== Consigne ==
Recopiez sans rien changer la portion du texte sur la droite tourangelle qui débute aux mots « Ainsi, Marion Nicolay-Cabanne, membre » et s'arrête après « Lebreton et Alfandari. ».

== Texte à lire ==
"""
Car en fait, en Touraine, c’est plutôt la tendance Retailleau qui est majoritaire. Et c’est donc le très conservateur et pieux Brice Droineau qui a été désigné chef de file pour les municipales il y a quelques jours et non Olivier Lebreton. Droineau, ancien de l’équipe Bouchet de 2014 à 2020 et conseiller départemental de Tours Nord, aura pour mission de proposer un candidat à la commission d’investiture nationale LR, mais cela ne veut pas dire qu’il sera lui-même candidat. C’est même « peu probable, vu son manque de carrure et de notoriété », analyse un petit camarade. Mais, choisi pour sa proximité avec Retailleau, il y a peu de chances pour que Droineau propose le nom de Lebreton. Et il n’y a pas davantage de chances pour qu’il propose de rallier la candidature Alfandari, comme certaines rumeurs le laissaient entendre il y a peu, les Républicains ne voulant absolument pas faire d’Alfandari l’homme fort de la droite tourangelle.
Ainsi, Marion Nicolay-Cabanne, membre de LR, ex-première adjointe de Christophe Bouchet et rare figure à rester loyale aux personnes et à sa ligne politique pourrait être celle qui fait la différence. Restée en dehors des écuries des barons historiques du parti Philippe Briand et de Jean-Gérard Paumier, fidèle au parti au point d’accepter d’être la suppléante de la candidature sacrificielle de LR aux législatives 2024 – moins de 6% au premier tour –, Nicolay-Cabanne a réussi à obtenir la signature d’une dizaine de membres de LR-Tours qui s’engagent déjà à suivre, comme elle, Christophe Bouchet. Dans ces conditions, on voit mal comment Brice Droineau et la commission nationale des investitures des Républicains ne suivraient pas cette dynamique, en achevant ainsi Lebreton et Alfandari.
"""
== Données extraites ==
"""
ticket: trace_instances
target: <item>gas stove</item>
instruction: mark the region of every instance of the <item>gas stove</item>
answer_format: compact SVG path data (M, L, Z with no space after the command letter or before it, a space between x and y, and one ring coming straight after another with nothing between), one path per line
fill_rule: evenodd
"""
"""
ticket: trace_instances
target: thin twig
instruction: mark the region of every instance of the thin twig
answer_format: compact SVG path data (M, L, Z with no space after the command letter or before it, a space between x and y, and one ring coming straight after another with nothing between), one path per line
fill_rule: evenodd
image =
"""
"""
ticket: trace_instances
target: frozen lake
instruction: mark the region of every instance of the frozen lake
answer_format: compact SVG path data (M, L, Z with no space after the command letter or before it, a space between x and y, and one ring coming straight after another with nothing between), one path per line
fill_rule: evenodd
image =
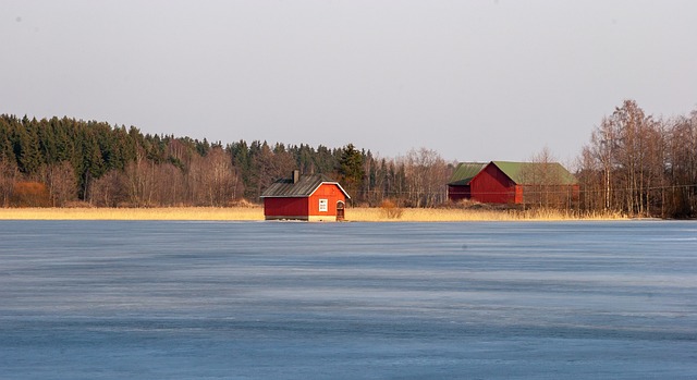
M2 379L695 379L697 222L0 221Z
"""
== Réponse ==
Ainsi, Marion Nicolay-Cabanne, membre de LR, ex-première adjointe de Christophe Bouchet et rare figure à rester loyale aux personnes et à sa ligne politique pourrait être celle qui fait la différence. Restée en dehors des écuries des barons historiques du parti Philippe Briand et de Jean-Gérard Paumier, fidèle au parti au point d’accepter d’être la suppléante de la candidature sacrificielle de LR aux législatives 2024 – moins de 6% au premier tour –, Nicolay-Cabanne a réussi à obtenir la signature d’une dizaine de membres de LR-Tours qui s’engagent déjà à suivre, comme elle, Christophe Bouchet. Dans ces conditions, on voit mal comment Brice Droineau et la commission nationale des investitures des Républicains ne suivraient pas cette dynamique, en achevant ainsi Lebreton et Alfandari.